_WHAT IS NEEDED_. Transcribe the piece on texting in the Philippines from "One of the first" up to and including "work out why.".

_DOCUMENT TEXT_.

----------------------------------------

One of the first things I observed in the Philippines is the absolutely over the top use of texting. It was one of my first observations and it took me awhile to work out why.
As with most things, there is always a reason why, but coming from a place where a text is mostly used for the relaying of information or messages that are important, it really was puzzling to me when I first got here. It seemed to be a whole way of life for some.
As a new arrival as I was at the time, I had been in restaurants and observed groups of six sitting at a table, awaiting a meal and out of the six, probably four of them would be constantly texting. The other two probably want to text but can’t think what to text at the time. Whereas I smoke like a maniac, it appeared that people here texted for something to do with their hands which I guess is healthier than smoking.
Turn your head the other way, there’s a dating couple sat opposite each other and instead of looking into each other’s eyes and talking, they are both texting and barely a word is exchanged. I’ve often wondered if it’s because they are so shy and are texting each other. I was very bemused by all this to say the least.
You walk through the streets and people are texting as they walk, oblivious to everything around them and in the Philippines, it’s a dangerous practice as it’s all too easy to get in the way of a tricycle driver or fall down an open drain. It’s a national obsession, and you see text being used far more than you may observe in other countries.
I can only speculate as to why some of this is but one real reason that I believe holds ground is simply that there is no cheaper form of communication. It is very inexpensive to text in the Philippines. All the providers do promos, which offer all day texting at as little as 10 pesos. Filipinos know how to maximize a good deal and they text till they drop for very little money.Another possible factor is that Filipinos are generally a little shy. It’s hard to define but they seem to be the kind of people who would be happier talking to you from afar and would probably be far more open through text exchange. Many romances and courtships are through text messaging. I’ve received many texts asking my name and, “Will you be my text mate?” is the question. I had never come across anything like this before and I found it fascinating.
This isn’t to say that Filipinos can’t talk, far from it. But this combination of factors especially the fact that it’s cheap has everything to do with it. It has set into the culture, and in a way it seems they are very comfortable with it.

----------------------------------------

_SOURCE DATA_.
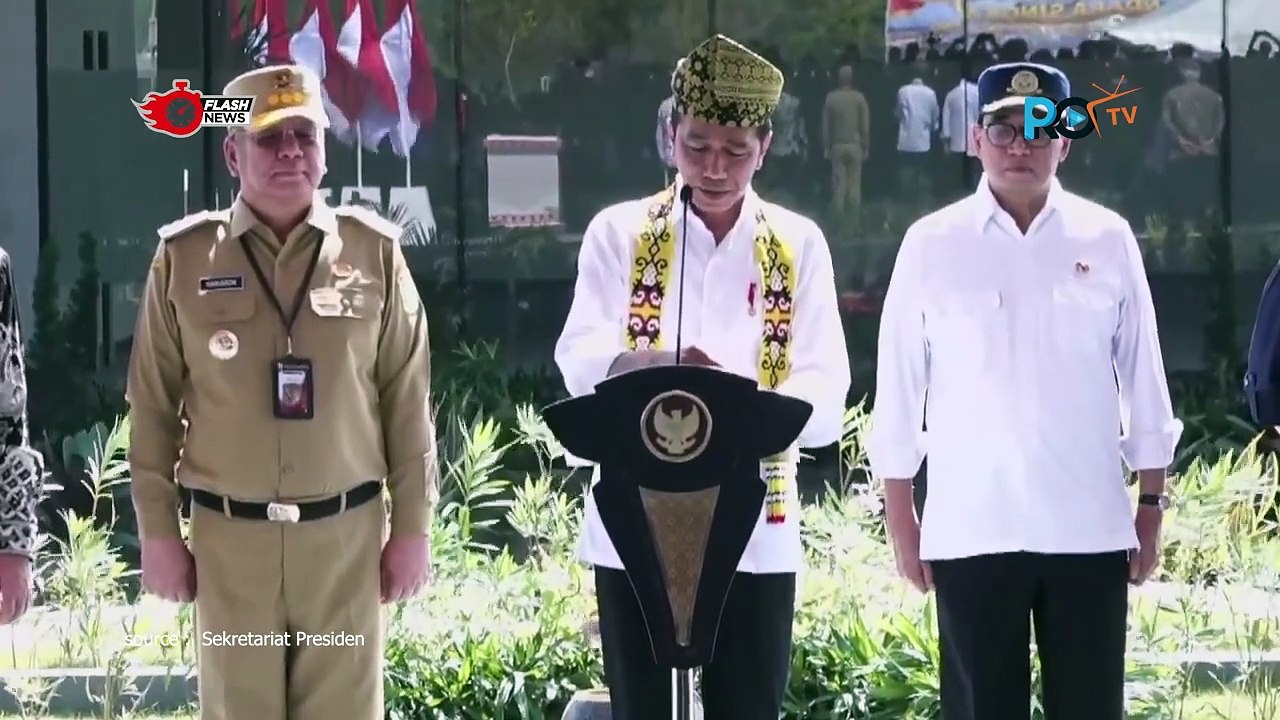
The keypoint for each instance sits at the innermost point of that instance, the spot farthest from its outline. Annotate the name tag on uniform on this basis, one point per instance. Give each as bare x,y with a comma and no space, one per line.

----------------------------------------

_FULL OUTPUT_.
One of the first things I observed in the Philippines is the absolutely over the top use of texting. It was one of my first observations and it took me awhile to work out why.